▶ **Textausschnitt**
Bin der Meinung das es keine Nachladeruckler sind, sondern "Berechnungsruckler", da die CPU überfordert ist. 

1.) HDD kann man ausschliessen... habs ebenfalls auf ner SSD installiert und zusätzlich die Zugriffe aufgezeichnet.
2.) Grafik kann man auch ausschliessen.

Bleibt für mich nur noch die CPU übrig! :/ Wer also G3 mit der Ultra ini flüssig spielen will, braucht wohl mind. 3.5 Ghz


----------



## Cleriker (18. Februar 2011)

Ich hab 4Ghz und habe sie trotzdem noch zwischendurch!


----------



## DaxTrose (19. Februar 2011)

Habe 8 Gigabyte Arbeitsspeicher! Hatte ich irgendwie in der Signatur vergessen! 
Hier mein Ini Dateiordner!


----------



## blaidd (19. Februar 2011)

Gothic 3 ruckelt auch noch mit 12Gb schnellem Arbeitsspeicher, wenn man die Werte in der ini hoch genug setzt...


Sind aber nur Sekundenbruchteile und ist auszuhalten. Im Gegensatz zum "Kampfsystem"


----------



## Wannseesprinter (21. Februar 2011)

Guten Morgen,



Vorax schrieb:


> also ich würde nur mal gerne meinen sänf bezüglich der ssd dazugeben[...]hab dann im vergleich beides getestet hdd und ssd und den einizigen wahren vorteil den ich erkennen kann ist die gesamt-ladezeit!


 
...dass diese Nachladezeiten dadurch minimiert wurden, ist schon viel wert. Man bedenke, wie viel Zeit seines Lebens man damit verbringt, indem man nur auf den Ladebalken des G3-Ladebilschirms starrt.

▶ **Einträge**
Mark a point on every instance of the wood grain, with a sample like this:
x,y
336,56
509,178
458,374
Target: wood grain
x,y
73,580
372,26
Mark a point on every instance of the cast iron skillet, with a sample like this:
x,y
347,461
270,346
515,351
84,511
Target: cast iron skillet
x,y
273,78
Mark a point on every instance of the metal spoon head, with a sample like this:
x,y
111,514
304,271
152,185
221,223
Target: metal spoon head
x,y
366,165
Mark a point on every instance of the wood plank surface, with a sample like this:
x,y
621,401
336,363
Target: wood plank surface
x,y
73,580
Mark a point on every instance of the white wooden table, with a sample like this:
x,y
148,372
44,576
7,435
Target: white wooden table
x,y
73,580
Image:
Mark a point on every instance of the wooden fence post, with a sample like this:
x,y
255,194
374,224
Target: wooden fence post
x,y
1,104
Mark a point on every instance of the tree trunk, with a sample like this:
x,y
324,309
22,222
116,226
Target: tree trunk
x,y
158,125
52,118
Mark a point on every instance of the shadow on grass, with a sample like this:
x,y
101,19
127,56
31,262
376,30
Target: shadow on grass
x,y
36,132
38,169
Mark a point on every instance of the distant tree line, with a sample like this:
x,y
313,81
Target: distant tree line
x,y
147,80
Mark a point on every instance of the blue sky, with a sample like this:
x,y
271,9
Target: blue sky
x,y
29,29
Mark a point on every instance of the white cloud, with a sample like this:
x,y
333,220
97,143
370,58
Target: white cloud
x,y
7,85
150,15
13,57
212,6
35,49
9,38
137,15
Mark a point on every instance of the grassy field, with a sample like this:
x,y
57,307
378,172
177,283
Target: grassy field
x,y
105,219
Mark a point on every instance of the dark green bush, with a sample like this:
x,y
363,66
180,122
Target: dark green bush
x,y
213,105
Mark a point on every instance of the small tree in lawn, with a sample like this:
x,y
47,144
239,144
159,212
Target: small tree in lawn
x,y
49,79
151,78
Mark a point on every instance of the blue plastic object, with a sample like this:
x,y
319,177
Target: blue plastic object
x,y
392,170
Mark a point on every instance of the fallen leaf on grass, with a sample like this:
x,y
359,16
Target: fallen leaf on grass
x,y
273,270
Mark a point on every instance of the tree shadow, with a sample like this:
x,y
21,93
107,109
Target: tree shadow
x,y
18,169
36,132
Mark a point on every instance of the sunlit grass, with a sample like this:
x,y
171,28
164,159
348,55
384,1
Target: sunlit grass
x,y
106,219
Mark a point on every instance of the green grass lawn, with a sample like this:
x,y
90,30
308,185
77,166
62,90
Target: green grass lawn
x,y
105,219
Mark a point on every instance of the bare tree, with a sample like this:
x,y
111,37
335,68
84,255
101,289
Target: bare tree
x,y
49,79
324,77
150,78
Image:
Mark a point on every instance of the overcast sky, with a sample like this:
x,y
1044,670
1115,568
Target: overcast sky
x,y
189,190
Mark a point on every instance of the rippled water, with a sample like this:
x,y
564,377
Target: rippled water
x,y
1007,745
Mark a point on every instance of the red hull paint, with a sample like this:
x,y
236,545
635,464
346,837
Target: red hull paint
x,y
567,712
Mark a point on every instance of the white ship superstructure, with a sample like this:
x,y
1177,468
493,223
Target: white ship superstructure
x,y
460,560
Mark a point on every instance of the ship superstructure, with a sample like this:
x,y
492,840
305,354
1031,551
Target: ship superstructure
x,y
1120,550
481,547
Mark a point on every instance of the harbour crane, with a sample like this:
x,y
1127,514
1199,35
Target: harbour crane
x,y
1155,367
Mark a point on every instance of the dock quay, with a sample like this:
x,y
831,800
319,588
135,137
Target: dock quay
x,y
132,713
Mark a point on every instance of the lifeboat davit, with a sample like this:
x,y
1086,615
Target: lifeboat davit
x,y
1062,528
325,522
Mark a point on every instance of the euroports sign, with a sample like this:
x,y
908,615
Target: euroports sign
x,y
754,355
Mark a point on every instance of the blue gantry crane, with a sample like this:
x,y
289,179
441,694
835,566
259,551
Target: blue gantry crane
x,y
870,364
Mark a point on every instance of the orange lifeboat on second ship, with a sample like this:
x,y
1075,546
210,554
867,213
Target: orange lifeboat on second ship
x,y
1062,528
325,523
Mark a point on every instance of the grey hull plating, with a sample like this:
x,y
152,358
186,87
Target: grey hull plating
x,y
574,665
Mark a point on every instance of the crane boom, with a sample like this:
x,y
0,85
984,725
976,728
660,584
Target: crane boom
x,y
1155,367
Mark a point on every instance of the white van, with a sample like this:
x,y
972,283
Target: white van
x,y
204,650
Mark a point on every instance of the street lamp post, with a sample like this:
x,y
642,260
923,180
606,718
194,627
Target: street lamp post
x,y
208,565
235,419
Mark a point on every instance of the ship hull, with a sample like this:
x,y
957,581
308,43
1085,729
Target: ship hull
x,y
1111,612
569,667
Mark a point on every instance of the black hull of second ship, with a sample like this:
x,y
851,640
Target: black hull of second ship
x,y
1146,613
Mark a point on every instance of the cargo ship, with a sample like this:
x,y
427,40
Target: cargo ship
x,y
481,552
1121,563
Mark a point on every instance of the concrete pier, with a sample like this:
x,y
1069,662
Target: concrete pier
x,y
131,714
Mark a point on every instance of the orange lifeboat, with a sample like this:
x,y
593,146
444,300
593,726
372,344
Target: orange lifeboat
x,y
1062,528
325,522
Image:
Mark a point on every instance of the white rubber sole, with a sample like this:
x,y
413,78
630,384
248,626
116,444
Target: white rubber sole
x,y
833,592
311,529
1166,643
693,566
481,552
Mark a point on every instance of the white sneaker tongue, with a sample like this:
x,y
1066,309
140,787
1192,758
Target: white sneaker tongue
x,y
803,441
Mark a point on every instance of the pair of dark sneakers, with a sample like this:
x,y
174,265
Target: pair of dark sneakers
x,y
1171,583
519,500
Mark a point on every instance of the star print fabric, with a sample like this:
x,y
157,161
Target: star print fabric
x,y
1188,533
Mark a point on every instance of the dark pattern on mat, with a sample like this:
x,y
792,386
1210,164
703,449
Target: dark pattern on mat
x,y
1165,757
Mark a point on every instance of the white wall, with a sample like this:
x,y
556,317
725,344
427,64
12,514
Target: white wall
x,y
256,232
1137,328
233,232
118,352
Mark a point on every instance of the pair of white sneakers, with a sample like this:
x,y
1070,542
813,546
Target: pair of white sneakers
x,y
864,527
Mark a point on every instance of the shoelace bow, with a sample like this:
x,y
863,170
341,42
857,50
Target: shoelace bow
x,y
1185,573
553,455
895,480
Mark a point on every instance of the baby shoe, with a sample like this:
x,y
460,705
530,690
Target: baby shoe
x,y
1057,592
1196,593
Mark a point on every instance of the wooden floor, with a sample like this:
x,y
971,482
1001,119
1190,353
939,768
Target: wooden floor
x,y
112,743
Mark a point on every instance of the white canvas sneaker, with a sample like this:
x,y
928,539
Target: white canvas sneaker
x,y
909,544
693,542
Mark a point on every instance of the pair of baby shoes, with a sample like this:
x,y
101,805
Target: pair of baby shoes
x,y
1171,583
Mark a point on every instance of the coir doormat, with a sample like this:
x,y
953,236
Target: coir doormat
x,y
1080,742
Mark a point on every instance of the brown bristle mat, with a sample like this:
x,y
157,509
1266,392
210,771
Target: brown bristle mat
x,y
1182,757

▶ **Aufgabenstellung**
Nenne die Taktfrequenz, bei der Cleriker laut dem Textausschnitt trotzdem noch zwischendurch Ruckler hat.

▶ **Lösung**
4 GHz